[Record excerpts — start]
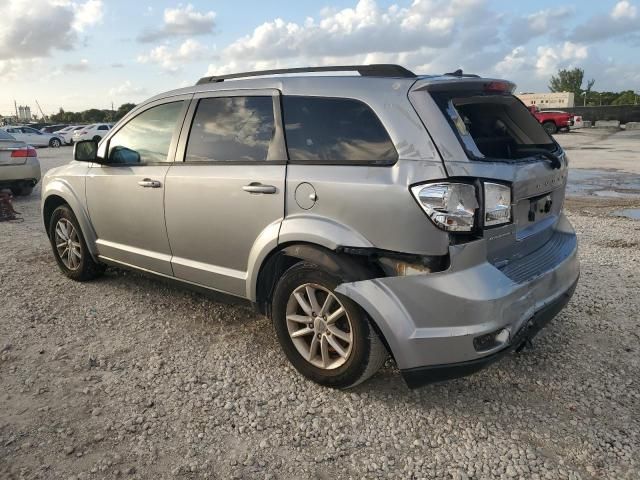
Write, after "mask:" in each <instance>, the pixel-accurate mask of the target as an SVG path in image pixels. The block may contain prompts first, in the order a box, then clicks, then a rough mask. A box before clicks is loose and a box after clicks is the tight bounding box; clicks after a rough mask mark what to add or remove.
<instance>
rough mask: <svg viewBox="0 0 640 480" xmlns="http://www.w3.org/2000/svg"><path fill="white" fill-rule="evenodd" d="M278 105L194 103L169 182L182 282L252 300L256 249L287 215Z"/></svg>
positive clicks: (178, 266)
mask: <svg viewBox="0 0 640 480" xmlns="http://www.w3.org/2000/svg"><path fill="white" fill-rule="evenodd" d="M212 95H216V96H212ZM279 105H280V104H279V97H278V92H277V91H275V90H257V91H246V90H245V91H242V92H225V93H215V94H214V93H211V92H209V93H207V94H200V95H196V96H195V97H194V101H193V102H192V106H191V108H190V112H189V114H188V115H187V120H186V121H185V125H187V124H190V125H191V127H190V131H188V130H189V129H187V128H186V126H185V129H184V130H183V133H182V136H181V138H180V144H179V147H178V154H177V155H176V162H175V163H174V164H173V165H172V166H171V168H170V169H169V173H168V174H167V178H166V191H165V219H166V222H167V233H168V236H169V243H170V245H171V250H172V252H173V259H172V262H171V263H172V266H173V271H174V274H175V276H176V277H177V278H180V279H183V280H187V281H189V282H192V283H196V284H200V285H205V286H207V287H210V288H214V289H216V290H219V291H223V292H227V293H231V294H234V295H238V296H245V294H246V280H247V270H248V263H249V259H250V256H251V250H252V249H253V248H254V245H256V244H257V243H259V242H260V240H259V239H260V238H261V239H263V240H265V241H266V239H268V238H270V239H275V238H277V235H278V231H279V225H280V222H281V221H282V218H283V215H284V198H285V197H284V181H285V172H286V149H285V144H284V136H283V133H282V127H281V121H280V107H279Z"/></svg>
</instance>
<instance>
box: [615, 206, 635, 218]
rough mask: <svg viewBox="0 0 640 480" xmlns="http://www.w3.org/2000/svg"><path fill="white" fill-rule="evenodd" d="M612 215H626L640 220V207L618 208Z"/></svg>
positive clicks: (624, 216)
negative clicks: (638, 207) (629, 207)
mask: <svg viewBox="0 0 640 480" xmlns="http://www.w3.org/2000/svg"><path fill="white" fill-rule="evenodd" d="M612 215H614V216H616V217H626V218H631V219H633V220H640V208H623V209H622V210H616V211H615V212H613V214H612Z"/></svg>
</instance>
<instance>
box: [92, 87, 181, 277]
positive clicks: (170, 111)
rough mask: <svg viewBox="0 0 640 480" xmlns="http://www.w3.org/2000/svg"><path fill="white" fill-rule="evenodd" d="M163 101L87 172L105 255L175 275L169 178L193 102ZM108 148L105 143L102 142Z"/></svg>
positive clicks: (100, 236)
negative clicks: (101, 160)
mask: <svg viewBox="0 0 640 480" xmlns="http://www.w3.org/2000/svg"><path fill="white" fill-rule="evenodd" d="M186 100H187V99H172V101H170V102H167V103H159V102H157V103H156V104H155V105H153V106H151V107H150V108H148V109H146V110H144V111H142V112H141V113H139V114H138V115H136V116H134V117H133V118H132V119H131V120H129V121H128V122H127V123H125V124H124V125H123V126H121V127H120V128H118V130H117V131H116V132H115V133H114V134H113V135H112V136H110V138H109V139H108V142H107V146H106V148H105V152H104V156H105V158H106V160H105V161H103V162H102V164H98V163H95V164H92V165H91V168H90V169H89V173H88V175H87V183H86V193H87V205H88V210H89V216H90V218H91V223H92V224H93V226H94V228H95V231H96V234H97V238H98V240H97V245H98V252H99V254H100V256H101V257H104V258H107V259H111V260H115V261H117V262H120V263H124V264H128V265H132V266H135V267H138V268H142V269H145V270H149V271H152V272H157V273H161V274H164V275H173V272H172V270H171V249H170V248H169V241H168V239H167V231H166V228H165V223H164V194H165V177H166V175H167V171H168V170H169V166H170V165H171V163H172V161H173V158H174V155H175V145H176V144H177V139H178V136H179V134H180V128H181V126H182V121H183V119H184V114H185V112H186V109H187V106H188V102H187V101H186ZM101 149H102V146H101Z"/></svg>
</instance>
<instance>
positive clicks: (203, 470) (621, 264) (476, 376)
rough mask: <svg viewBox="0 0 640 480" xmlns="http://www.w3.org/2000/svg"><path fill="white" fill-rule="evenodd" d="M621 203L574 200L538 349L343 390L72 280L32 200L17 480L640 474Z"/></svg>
mask: <svg viewBox="0 0 640 480" xmlns="http://www.w3.org/2000/svg"><path fill="white" fill-rule="evenodd" d="M573 135H575V134H570V135H567V137H566V139H565V140H563V139H562V136H560V140H561V142H565V141H568V140H567V139H569V138H570V139H571V141H572V142H578V144H579V140H575V138H578V137H574V136H573ZM626 140H628V139H626ZM610 141H612V140H611V139H610ZM614 143H615V142H614ZM574 146H575V145H574ZM638 146H640V143H636V144H635V151H636V152H638V151H639V150H640V149H639V148H638ZM607 152H609V150H600V151H599V152H598V155H599V156H600V158H601V159H602V160H601V162H602V163H603V165H605V166H606V155H607ZM39 154H40V157H41V162H42V166H43V170H46V169H48V168H51V167H53V166H57V165H60V164H62V163H65V162H66V161H67V159H68V157H69V155H70V154H71V152H70V149H69V148H63V149H60V150H40V151H39ZM578 156H579V155H578V152H573V158H572V160H573V162H574V163H572V166H574V167H575V166H577V167H579V166H580V164H579V158H576V157H578ZM635 160H636V162H640V159H639V158H638V156H636V158H635ZM588 168H593V167H592V166H591V165H588ZM621 206H634V207H640V196H639V197H637V198H613V199H601V198H595V197H593V198H592V197H585V198H580V199H571V200H569V201H568V202H567V209H568V211H569V214H570V218H571V221H572V222H573V224H574V226H575V227H576V230H577V231H578V234H579V239H580V245H581V250H580V256H581V261H582V277H581V281H580V284H579V286H578V289H577V291H576V294H575V296H574V298H573V300H572V301H571V303H570V304H569V306H568V307H567V308H566V309H565V310H564V311H563V313H561V314H560V315H559V316H558V317H557V318H556V319H555V321H554V322H553V323H552V324H551V325H550V326H549V327H548V328H547V329H546V330H545V331H544V332H543V333H542V334H541V335H540V336H539V337H538V338H537V339H536V341H535V342H534V349H533V350H526V351H524V352H523V353H521V354H518V355H516V354H514V355H510V356H507V357H506V358H504V359H503V360H502V361H501V362H499V363H498V364H496V365H494V366H492V367H490V368H489V369H487V370H485V371H483V372H481V373H479V374H476V375H474V376H472V377H468V378H465V379H460V380H455V381H451V382H448V383H444V384H440V385H433V386H427V387H424V388H422V389H419V390H415V391H411V390H409V389H407V387H406V386H405V385H404V383H403V381H402V379H401V378H400V376H399V374H398V372H397V370H395V368H394V367H393V365H391V364H389V365H388V366H386V367H385V368H384V369H383V370H382V371H381V372H380V373H379V374H377V375H376V376H375V377H374V378H373V379H372V380H370V381H369V382H366V383H365V384H364V385H360V386H359V387H357V388H355V389H353V390H351V391H348V392H339V391H330V390H326V389H323V388H321V387H318V386H316V385H315V384H312V383H310V382H308V381H306V380H304V379H303V378H302V377H301V376H300V375H298V374H297V373H296V372H295V370H294V369H293V368H292V367H290V366H289V365H288V363H287V361H286V359H285V358H284V355H283V354H281V352H280V348H279V346H278V344H277V343H276V340H275V335H274V333H273V331H272V328H271V325H270V323H269V321H268V320H266V319H264V318H262V317H260V316H258V315H256V314H255V313H253V312H252V311H251V310H248V309H246V308H244V307H238V306H230V305H225V304H221V303H217V302H215V301H214V300H211V299H208V298H206V297H203V296H200V295H197V294H194V293H190V292H187V291H183V290H178V289H175V288H170V287H168V286H167V285H165V284H164V283H162V282H160V281H157V280H154V279H149V278H147V277H143V276H140V275H138V274H133V273H129V272H124V271H120V270H109V271H108V272H107V274H106V276H105V277H104V278H102V279H100V280H98V281H95V282H92V283H87V284H79V283H74V282H72V281H70V280H67V279H66V278H65V277H64V276H62V274H60V272H59V271H58V269H57V266H56V265H55V263H54V260H53V257H52V255H51V253H50V248H49V244H48V242H47V239H46V236H45V234H44V231H43V227H42V222H41V219H40V212H39V193H38V192H36V193H34V195H33V196H32V197H29V198H28V199H26V200H25V199H20V200H18V201H16V202H15V207H16V209H17V210H18V211H20V212H22V215H23V217H24V222H23V223H1V224H0V292H1V296H0V478H3V479H5V478H9V479H11V478H56V479H57V478H78V479H80V478H86V479H93V478H115V477H120V478H220V479H224V478H260V479H263V478H264V479H266V478H274V479H276V478H277V479H306V478H318V479H329V478H353V479H361V478H407V479H408V478H454V479H464V478H487V479H489V478H526V479H530V478H532V479H535V478H548V479H557V478H572V479H578V478H581V479H590V478H594V479H595V478H598V479H600V478H612V479H614V478H615V479H624V478H628V479H632V478H633V479H635V478H638V477H639V476H640V453H639V452H640V383H639V382H640V375H639V373H638V372H639V371H640V370H639V367H640V365H639V364H640V346H639V344H640V343H639V340H640V337H639V333H640V332H639V330H638V326H639V324H640V315H639V313H638V312H640V295H638V293H639V292H640V222H638V221H634V220H631V219H626V218H620V217H615V216H612V215H611V212H612V211H613V210H616V209H618V208H620V207H621Z"/></svg>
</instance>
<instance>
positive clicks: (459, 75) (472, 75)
mask: <svg viewBox="0 0 640 480" xmlns="http://www.w3.org/2000/svg"><path fill="white" fill-rule="evenodd" d="M445 75H448V76H451V77H461V78H462V77H471V78H480V75H476V74H475V73H464V72H463V71H462V69H461V68H459V69H458V70H456V71H455V72H449V73H445Z"/></svg>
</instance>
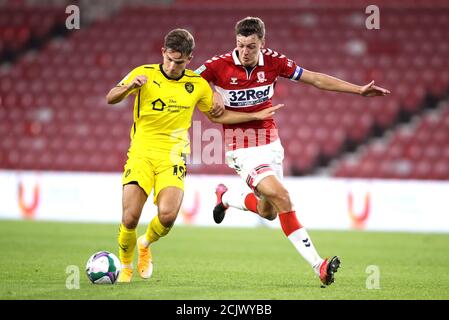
[Record excerpts — finish]
Convert the entries from their start through the line containing "positive clicks: (178, 266)", both ends included, into a JSON array of strings with one string per line and blank lines omitted. Leave the pictures out of the array.

[
  "Write, after \"mask:\" in each <instance>, the pixel-accurate mask of the target as an SVG path in image pixels. The block may contain prompts first, in the order a box, then clicks, then a rough mask. A box before clicks is loose and a box after clicks is the tight bounding box; clicks after a rough mask mark what to add or remove.",
  "<instance>",
  "rough mask: <svg viewBox=\"0 0 640 480\" xmlns=\"http://www.w3.org/2000/svg\"><path fill=\"white\" fill-rule=\"evenodd\" d=\"M278 105L194 103L169 182L182 282L252 300L256 249L287 215Z\"/></svg>",
  "positive clicks: (178, 266)"
]